All of the data is to be restated word for word.
PROVIDED DATA: Begin
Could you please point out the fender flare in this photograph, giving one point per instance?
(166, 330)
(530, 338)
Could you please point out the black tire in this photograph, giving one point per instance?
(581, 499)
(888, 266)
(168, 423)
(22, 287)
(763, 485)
PROVIDED DATA: End
■ WRITTEN RESPONSE
Could you please point out the fender flare in this photograph, giving one point per instance?
(166, 330)
(530, 338)
Could you please point out the black tire in this photograph, giving one point per instance?
(581, 499)
(888, 266)
(168, 423)
(22, 287)
(763, 485)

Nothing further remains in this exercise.